**Supplied records**
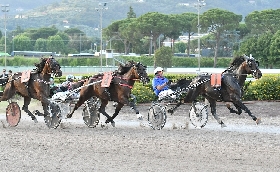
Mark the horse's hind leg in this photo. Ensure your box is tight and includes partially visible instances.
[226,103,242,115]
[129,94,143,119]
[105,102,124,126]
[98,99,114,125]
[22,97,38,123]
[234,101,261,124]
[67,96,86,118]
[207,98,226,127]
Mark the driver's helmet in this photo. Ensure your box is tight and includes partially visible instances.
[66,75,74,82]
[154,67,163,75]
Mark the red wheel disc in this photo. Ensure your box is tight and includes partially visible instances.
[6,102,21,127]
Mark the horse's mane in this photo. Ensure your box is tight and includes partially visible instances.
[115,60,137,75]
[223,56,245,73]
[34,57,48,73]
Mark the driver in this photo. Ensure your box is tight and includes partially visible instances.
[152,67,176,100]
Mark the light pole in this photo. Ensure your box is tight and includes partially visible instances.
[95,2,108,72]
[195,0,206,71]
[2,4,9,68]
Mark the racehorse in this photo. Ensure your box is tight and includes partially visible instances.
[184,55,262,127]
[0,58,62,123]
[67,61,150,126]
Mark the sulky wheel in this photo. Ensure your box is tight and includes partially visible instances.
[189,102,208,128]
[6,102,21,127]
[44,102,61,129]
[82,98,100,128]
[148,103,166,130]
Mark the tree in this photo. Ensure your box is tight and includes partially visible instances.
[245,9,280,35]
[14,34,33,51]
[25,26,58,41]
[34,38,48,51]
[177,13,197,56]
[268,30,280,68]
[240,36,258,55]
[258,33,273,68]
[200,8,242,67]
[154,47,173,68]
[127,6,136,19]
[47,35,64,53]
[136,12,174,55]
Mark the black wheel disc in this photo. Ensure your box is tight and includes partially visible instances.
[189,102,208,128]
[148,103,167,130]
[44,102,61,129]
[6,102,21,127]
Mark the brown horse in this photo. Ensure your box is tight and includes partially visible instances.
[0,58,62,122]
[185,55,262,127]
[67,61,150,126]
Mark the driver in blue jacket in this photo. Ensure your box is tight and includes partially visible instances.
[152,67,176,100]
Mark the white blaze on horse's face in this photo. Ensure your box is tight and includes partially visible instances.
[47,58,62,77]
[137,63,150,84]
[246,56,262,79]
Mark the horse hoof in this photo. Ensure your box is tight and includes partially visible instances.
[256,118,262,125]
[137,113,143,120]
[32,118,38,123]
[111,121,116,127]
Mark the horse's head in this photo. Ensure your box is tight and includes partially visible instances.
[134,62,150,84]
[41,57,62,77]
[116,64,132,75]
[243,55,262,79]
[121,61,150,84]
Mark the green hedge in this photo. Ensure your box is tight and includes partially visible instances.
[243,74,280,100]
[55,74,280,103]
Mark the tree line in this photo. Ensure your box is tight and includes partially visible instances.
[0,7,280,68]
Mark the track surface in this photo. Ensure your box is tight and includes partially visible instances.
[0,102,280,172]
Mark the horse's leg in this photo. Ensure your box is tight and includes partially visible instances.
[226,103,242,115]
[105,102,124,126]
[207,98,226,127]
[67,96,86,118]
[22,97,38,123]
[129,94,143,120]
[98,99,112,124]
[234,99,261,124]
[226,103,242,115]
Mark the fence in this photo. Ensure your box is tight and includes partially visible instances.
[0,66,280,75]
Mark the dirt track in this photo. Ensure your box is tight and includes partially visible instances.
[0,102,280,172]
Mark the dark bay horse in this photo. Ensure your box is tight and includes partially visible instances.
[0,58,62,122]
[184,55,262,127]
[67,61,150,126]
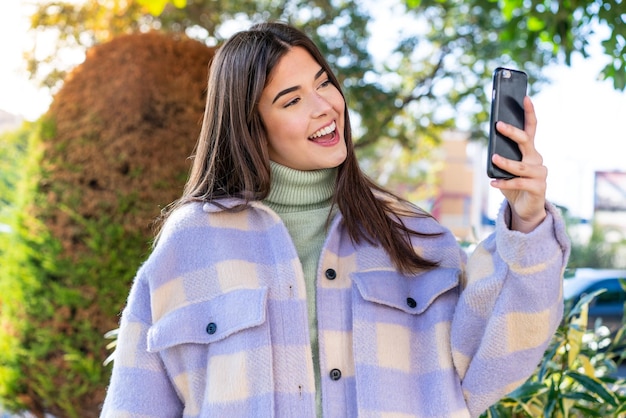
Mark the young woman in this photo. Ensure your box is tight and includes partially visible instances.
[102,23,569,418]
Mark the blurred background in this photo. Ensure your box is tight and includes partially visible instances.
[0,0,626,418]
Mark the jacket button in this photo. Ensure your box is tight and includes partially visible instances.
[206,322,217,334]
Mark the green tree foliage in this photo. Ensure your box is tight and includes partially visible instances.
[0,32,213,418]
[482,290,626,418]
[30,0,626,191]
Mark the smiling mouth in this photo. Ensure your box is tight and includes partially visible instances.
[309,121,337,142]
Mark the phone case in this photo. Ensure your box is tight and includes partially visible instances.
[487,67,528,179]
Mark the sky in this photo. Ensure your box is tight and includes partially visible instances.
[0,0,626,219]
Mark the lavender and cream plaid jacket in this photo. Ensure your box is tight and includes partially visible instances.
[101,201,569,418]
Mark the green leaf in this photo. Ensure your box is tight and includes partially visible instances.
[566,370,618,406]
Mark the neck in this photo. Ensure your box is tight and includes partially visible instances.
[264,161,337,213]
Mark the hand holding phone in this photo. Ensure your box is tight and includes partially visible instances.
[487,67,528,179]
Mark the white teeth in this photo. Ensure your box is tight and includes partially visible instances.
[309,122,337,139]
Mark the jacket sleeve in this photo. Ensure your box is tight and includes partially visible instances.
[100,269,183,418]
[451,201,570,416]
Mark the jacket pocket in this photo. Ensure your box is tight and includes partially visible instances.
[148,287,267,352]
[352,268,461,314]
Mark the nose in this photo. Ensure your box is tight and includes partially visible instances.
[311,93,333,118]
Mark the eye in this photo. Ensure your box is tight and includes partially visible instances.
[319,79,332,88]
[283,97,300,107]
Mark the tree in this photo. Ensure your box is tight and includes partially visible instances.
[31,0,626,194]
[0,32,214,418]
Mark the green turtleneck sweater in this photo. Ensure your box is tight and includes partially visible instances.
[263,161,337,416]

...

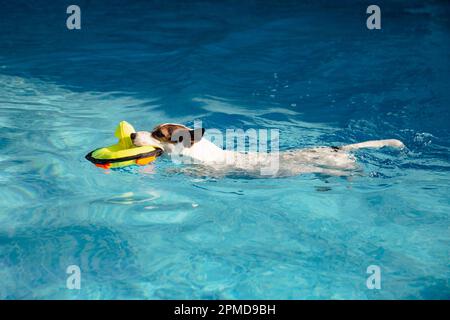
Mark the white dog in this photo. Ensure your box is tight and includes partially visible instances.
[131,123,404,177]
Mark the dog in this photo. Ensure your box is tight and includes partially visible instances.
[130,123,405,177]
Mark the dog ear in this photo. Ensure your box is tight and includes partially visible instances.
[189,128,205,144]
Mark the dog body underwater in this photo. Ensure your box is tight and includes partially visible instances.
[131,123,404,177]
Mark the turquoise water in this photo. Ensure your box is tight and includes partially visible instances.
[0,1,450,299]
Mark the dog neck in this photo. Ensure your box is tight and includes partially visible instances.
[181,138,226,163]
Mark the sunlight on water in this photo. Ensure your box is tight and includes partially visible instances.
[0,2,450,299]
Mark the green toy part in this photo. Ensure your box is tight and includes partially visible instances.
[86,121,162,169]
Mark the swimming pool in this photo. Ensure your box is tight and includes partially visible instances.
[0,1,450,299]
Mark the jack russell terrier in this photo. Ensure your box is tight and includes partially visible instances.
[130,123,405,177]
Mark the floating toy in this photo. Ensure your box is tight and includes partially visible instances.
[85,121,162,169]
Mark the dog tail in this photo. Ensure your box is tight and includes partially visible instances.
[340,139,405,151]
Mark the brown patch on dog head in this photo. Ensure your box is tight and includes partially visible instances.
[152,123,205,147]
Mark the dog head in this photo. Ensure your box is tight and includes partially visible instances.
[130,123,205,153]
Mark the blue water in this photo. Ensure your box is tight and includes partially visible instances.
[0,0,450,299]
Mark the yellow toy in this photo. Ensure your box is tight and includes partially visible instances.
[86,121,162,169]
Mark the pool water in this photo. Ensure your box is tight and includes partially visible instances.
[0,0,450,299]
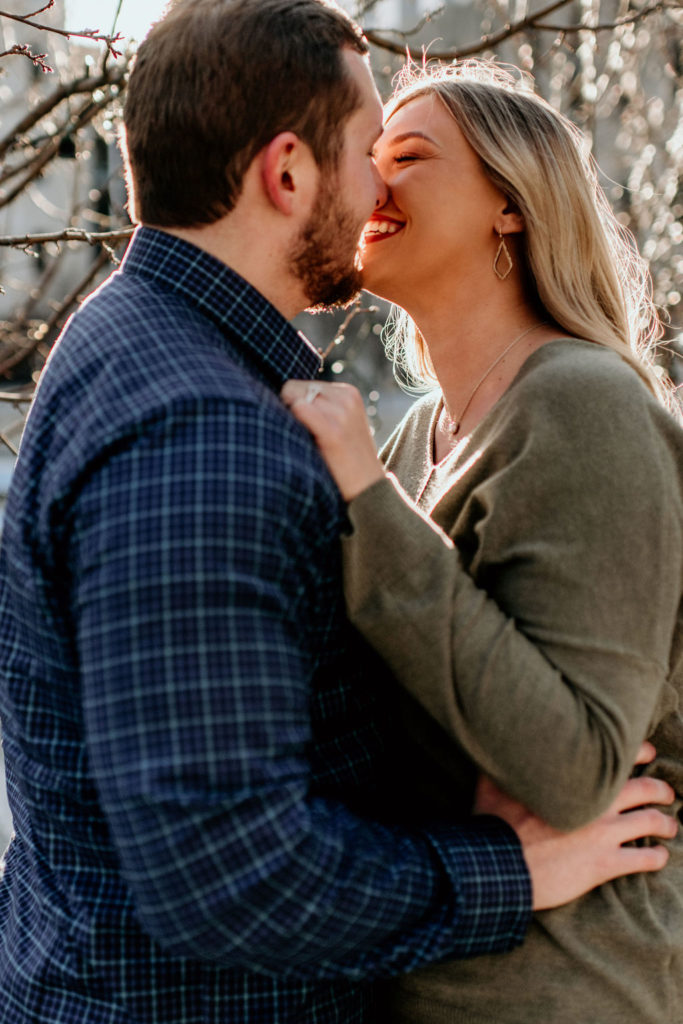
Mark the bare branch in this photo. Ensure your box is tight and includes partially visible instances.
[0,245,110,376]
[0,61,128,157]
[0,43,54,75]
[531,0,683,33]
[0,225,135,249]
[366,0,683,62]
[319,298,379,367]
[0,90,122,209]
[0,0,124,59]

**Instructions to follow**
Can you retype the items above, starting at the line that contains "Mark the nose" and ending after the line that contains "[283,97,300,107]"?

**Solution below**
Mark the nose in this photo. Ensure your box is tight and includes partially visible instances.
[311,93,333,118]
Mark the eye in this photo. Ensure your box is tight and includes partially visible instances.
[319,79,332,88]
[283,97,300,107]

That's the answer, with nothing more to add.